(Stored data entries)
────────────────────────────────────────

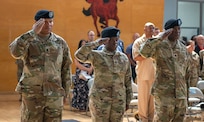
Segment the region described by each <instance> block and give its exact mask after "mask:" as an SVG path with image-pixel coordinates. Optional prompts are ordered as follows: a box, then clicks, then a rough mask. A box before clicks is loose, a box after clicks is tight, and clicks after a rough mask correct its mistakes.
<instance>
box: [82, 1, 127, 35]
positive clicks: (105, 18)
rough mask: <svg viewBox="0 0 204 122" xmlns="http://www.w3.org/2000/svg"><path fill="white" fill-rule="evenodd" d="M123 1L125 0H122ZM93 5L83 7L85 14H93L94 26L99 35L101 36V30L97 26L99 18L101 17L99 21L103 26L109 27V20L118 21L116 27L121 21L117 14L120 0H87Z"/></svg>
mask: <svg viewBox="0 0 204 122" xmlns="http://www.w3.org/2000/svg"><path fill="white" fill-rule="evenodd" d="M120 1H123V0H120ZM86 2H88V3H90V4H91V6H90V7H89V8H88V9H85V8H83V11H82V12H83V14H84V15H85V16H90V15H91V16H92V17H93V21H94V26H95V28H96V31H97V36H100V32H99V29H98V26H97V20H98V18H99V23H101V24H102V25H101V28H105V27H108V20H109V19H113V20H115V21H116V25H115V27H118V24H119V22H120V20H119V17H118V15H117V13H118V8H117V2H118V0H86Z"/></svg>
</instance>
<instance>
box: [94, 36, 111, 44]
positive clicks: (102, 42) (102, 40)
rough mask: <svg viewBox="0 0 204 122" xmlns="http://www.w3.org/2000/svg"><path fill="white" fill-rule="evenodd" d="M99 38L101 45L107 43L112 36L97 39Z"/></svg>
mask: <svg viewBox="0 0 204 122" xmlns="http://www.w3.org/2000/svg"><path fill="white" fill-rule="evenodd" d="M98 40H99V44H100V45H101V44H106V43H107V42H108V41H109V40H110V38H108V37H107V38H99V39H97V41H98Z"/></svg>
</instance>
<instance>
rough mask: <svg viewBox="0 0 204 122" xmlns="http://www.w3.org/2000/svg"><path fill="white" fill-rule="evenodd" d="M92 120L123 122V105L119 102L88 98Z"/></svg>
mask: <svg viewBox="0 0 204 122" xmlns="http://www.w3.org/2000/svg"><path fill="white" fill-rule="evenodd" d="M89 108H90V113H91V119H92V122H123V115H124V112H125V108H124V105H123V104H121V105H120V103H115V102H113V103H111V102H108V101H107V102H102V101H100V100H96V99H90V100H89Z"/></svg>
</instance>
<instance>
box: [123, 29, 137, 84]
mask: <svg viewBox="0 0 204 122" xmlns="http://www.w3.org/2000/svg"><path fill="white" fill-rule="evenodd" d="M139 37H140V34H139V33H134V34H133V36H132V43H131V44H130V45H128V46H127V48H126V52H125V53H126V55H127V57H128V59H129V61H130V64H131V69H132V79H133V81H134V82H135V79H136V76H137V74H136V72H135V67H136V64H137V63H136V61H135V60H134V59H133V58H132V45H133V42H134V41H135V40H136V39H137V38H139Z"/></svg>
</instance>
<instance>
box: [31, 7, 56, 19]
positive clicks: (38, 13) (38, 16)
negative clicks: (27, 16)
mask: <svg viewBox="0 0 204 122" xmlns="http://www.w3.org/2000/svg"><path fill="white" fill-rule="evenodd" d="M53 17H54V12H53V11H48V10H39V11H38V12H37V13H36V14H35V20H36V21H38V20H39V19H40V18H49V19H51V18H53Z"/></svg>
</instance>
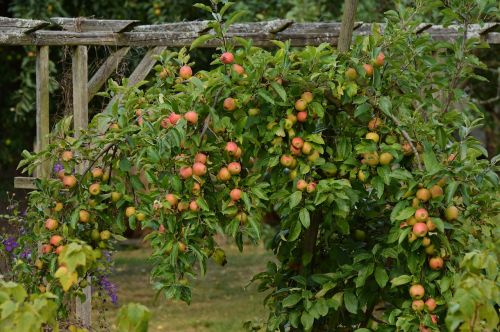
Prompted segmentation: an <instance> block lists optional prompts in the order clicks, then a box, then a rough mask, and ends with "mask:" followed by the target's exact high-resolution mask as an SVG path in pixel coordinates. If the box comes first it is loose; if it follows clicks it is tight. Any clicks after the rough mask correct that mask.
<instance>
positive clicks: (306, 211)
mask: <svg viewBox="0 0 500 332" xmlns="http://www.w3.org/2000/svg"><path fill="white" fill-rule="evenodd" d="M299 220H300V222H301V223H302V225H303V226H304V228H306V229H307V228H309V225H310V224H311V220H310V216H309V211H308V210H307V209H306V208H302V209H300V212H299Z"/></svg>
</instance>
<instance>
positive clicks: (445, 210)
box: [444, 205, 459, 221]
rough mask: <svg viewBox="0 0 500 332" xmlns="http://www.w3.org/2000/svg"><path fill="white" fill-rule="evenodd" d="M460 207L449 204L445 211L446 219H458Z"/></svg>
mask: <svg viewBox="0 0 500 332" xmlns="http://www.w3.org/2000/svg"><path fill="white" fill-rule="evenodd" d="M458 212H459V211H458V208H457V207H456V206H454V205H451V206H448V207H447V208H446V210H445V211H444V216H445V218H446V220H448V221H453V220H457V219H458Z"/></svg>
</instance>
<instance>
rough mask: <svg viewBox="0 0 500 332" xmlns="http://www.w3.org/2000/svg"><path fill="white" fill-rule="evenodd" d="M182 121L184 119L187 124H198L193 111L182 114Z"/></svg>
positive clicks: (186, 112) (195, 115) (195, 112)
mask: <svg viewBox="0 0 500 332" xmlns="http://www.w3.org/2000/svg"><path fill="white" fill-rule="evenodd" d="M184 119H186V121H187V122H188V123H191V124H196V123H197V122H198V113H196V112H195V111H189V112H186V114H184Z"/></svg>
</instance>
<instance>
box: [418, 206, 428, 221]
mask: <svg viewBox="0 0 500 332" xmlns="http://www.w3.org/2000/svg"><path fill="white" fill-rule="evenodd" d="M427 218H429V212H427V210H426V209H418V210H417V211H415V219H417V221H418V222H425V221H427Z"/></svg>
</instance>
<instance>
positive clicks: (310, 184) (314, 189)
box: [306, 182, 317, 193]
mask: <svg viewBox="0 0 500 332" xmlns="http://www.w3.org/2000/svg"><path fill="white" fill-rule="evenodd" d="M316 186H317V184H316V182H310V183H309V184H308V185H307V187H306V191H307V192H308V193H312V192H314V191H316Z"/></svg>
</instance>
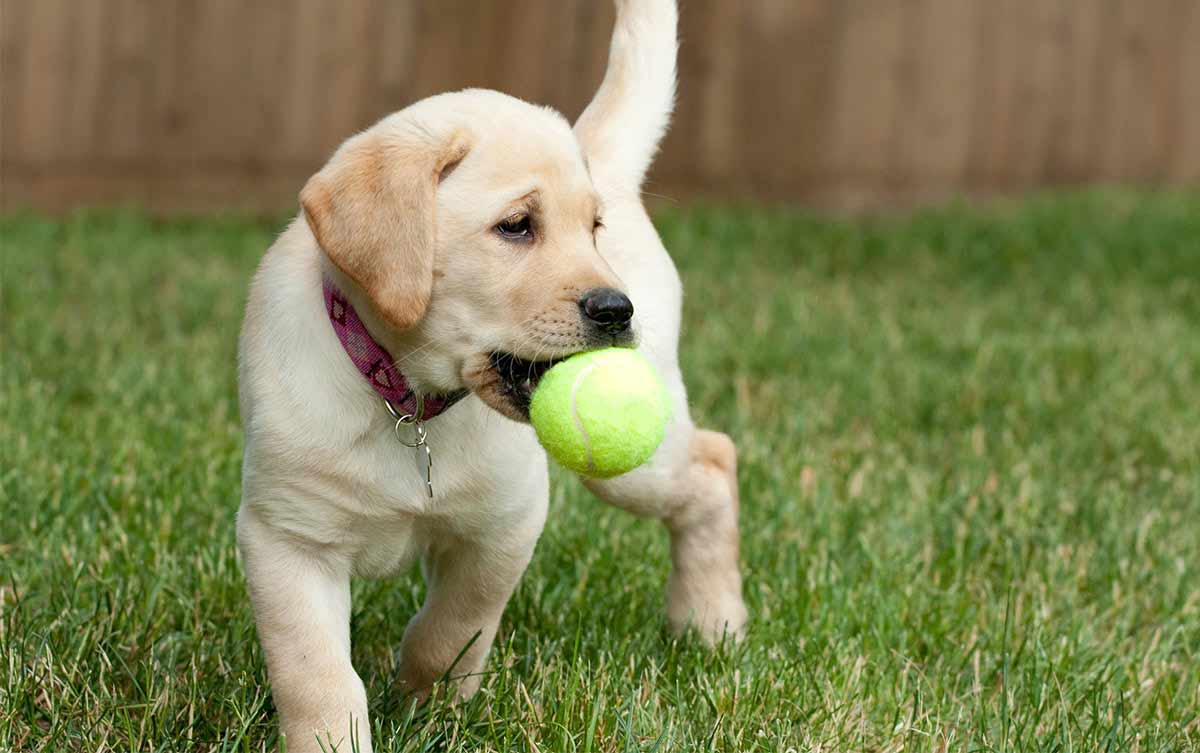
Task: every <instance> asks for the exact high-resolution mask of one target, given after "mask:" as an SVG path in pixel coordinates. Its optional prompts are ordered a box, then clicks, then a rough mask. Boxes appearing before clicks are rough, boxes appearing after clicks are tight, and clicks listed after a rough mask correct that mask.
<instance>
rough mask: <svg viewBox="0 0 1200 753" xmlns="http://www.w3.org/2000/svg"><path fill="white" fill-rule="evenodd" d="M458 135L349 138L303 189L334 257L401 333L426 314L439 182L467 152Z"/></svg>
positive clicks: (365, 137) (400, 128) (465, 139)
mask: <svg viewBox="0 0 1200 753" xmlns="http://www.w3.org/2000/svg"><path fill="white" fill-rule="evenodd" d="M467 149H468V147H467V141H466V138H464V137H463V135H462V134H460V133H458V132H455V133H450V134H446V135H436V134H432V133H430V132H428V131H426V129H424V128H392V129H390V131H388V132H383V133H380V132H377V131H376V132H370V131H368V132H366V133H362V134H360V135H356V137H354V138H352V139H349V140H348V141H347V143H346V144H343V145H342V147H341V149H338V150H337V152H336V153H335V155H334V157H332V159H330V161H329V164H326V165H325V167H324V168H322V170H320V171H319V173H317V174H316V175H313V176H312V177H311V179H310V180H308V182H307V183H306V185H305V187H304V189H302V191H301V192H300V205H301V206H302V207H304V215H305V219H307V222H308V227H310V228H312V233H313V235H314V236H316V237H317V242H318V243H319V245H320V247H322V249H324V252H325V254H326V255H328V257H329V259H330V260H331V261H332V263H334V264H335V265H336V266H337V269H340V270H341V271H342V272H344V273H346V276H347V277H349V278H350V279H353V281H354V282H355V283H358V285H359V287H360V288H362V290H364V291H365V293H366V294H367V296H368V297H370V299H371V302H372V303H373V305H374V308H376V311H377V312H378V314H379V315H380V318H382V319H383V320H384V321H385V323H388V324H389V325H390V326H392V327H395V329H397V330H407V329H409V327H412V326H414V325H415V324H416V323H418V321H420V320H421V318H422V317H424V315H425V309H426V307H427V306H428V303H430V295H431V293H432V289H433V255H434V224H436V218H434V210H436V206H437V187H438V180H439V179H440V176H442V173H443V170H445V169H446V168H448V167H450V165H451V164H455V163H457V162H458V161H461V159H462V158H463V157H464V156H466V155H467Z"/></svg>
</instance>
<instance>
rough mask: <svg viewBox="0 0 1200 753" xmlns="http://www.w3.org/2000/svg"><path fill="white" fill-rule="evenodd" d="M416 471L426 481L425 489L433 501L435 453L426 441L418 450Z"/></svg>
mask: <svg viewBox="0 0 1200 753" xmlns="http://www.w3.org/2000/svg"><path fill="white" fill-rule="evenodd" d="M416 470H418V471H419V472H420V474H421V478H424V480H425V489H426V490H427V492H428V494H430V499H433V453H432V452H430V446H428V445H427V444H425V441H424V440H421V445H420V446H419V447H418V448H416Z"/></svg>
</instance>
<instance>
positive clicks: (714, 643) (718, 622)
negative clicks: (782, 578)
mask: <svg viewBox="0 0 1200 753" xmlns="http://www.w3.org/2000/svg"><path fill="white" fill-rule="evenodd" d="M748 621H749V613H746V607H745V603H744V602H743V601H742V594H740V592H738V591H724V592H715V594H697V592H688V591H682V590H676V589H672V590H671V595H670V597H668V598H667V624H668V625H670V627H671V632H672V633H674V634H677V635H682V634H684V633H688V632H689V631H695V633H696V634H697V635H700V638H701V639H702V640H703V641H704V643H707V644H708V645H716V644H719V643H721V641H722V640H734V641H737V640H740V639H742V637H743V635H744V634H745V627H746V622H748Z"/></svg>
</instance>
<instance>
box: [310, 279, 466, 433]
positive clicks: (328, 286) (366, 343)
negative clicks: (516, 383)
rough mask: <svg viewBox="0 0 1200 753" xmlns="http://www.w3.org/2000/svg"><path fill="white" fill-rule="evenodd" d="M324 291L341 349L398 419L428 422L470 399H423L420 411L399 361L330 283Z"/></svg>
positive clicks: (449, 397) (445, 396) (415, 398)
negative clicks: (373, 337) (466, 400)
mask: <svg viewBox="0 0 1200 753" xmlns="http://www.w3.org/2000/svg"><path fill="white" fill-rule="evenodd" d="M322 287H323V288H324V291H325V313H326V314H329V324H331V325H334V332H336V333H337V339H338V341H341V342H342V349H343V350H346V355H348V356H349V357H350V361H353V362H354V366H355V367H356V368H358V369H359V373H360V374H362V375H364V377H366V378H367V381H368V382H371V386H372V387H374V391H376V392H378V393H379V397H382V398H383V399H384V400H385V402H386V403H388V404H389V405H391V408H392V410H394V411H395V412H396V414H397V415H400V416H404V415H408V416H415V417H416V420H418V421H428V420H430V418H432V417H434V416H437V415H438V414H440V412H443V411H444V410H446V409H448V408H450V406H451V405H454V404H455V403H457V402H458V400H461V399H462V398H464V397H467V391H466V390H460V391H458V392H452V393H450V394H426V396H421V397H424V398H425V405H424V411H421V410H420V408H421V405H420V400H419V397H418V394H416V392H415V391H414V390H413V388H412V387H409V386H408V380H407V379H404V375H403V374H401V373H400V369H398V368H396V361H395V360H394V359H392V357H391V354H390V353H388V349H386V348H384V347H383V345H380V344H379V343H378V342H376V339H374V338H373V337H371V333H370V332H367V327H366V325H364V324H362V319H360V318H359V313H358V312H356V311H354V307H353V306H350V302H349V300H348V299H347V297H346V296H344V295H343V294H342V291H341V290H338V289H337V288H335V287H334V283H331V282H329V281H328V279H326V281H324V283H323V285H322Z"/></svg>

────────────────────────────────────────

Starting with the line with "291L341 349L398 419L428" above and going on through the line with "positive clicks: (449, 397)", transcribe every line exactly, both ends included, and add nothing.

** The answer **
rough mask: <svg viewBox="0 0 1200 753" xmlns="http://www.w3.org/2000/svg"><path fill="white" fill-rule="evenodd" d="M324 291L341 349L398 419L428 422L470 399H423L420 411L399 361L330 283Z"/></svg>
positive clicks: (449, 397) (445, 396) (415, 398)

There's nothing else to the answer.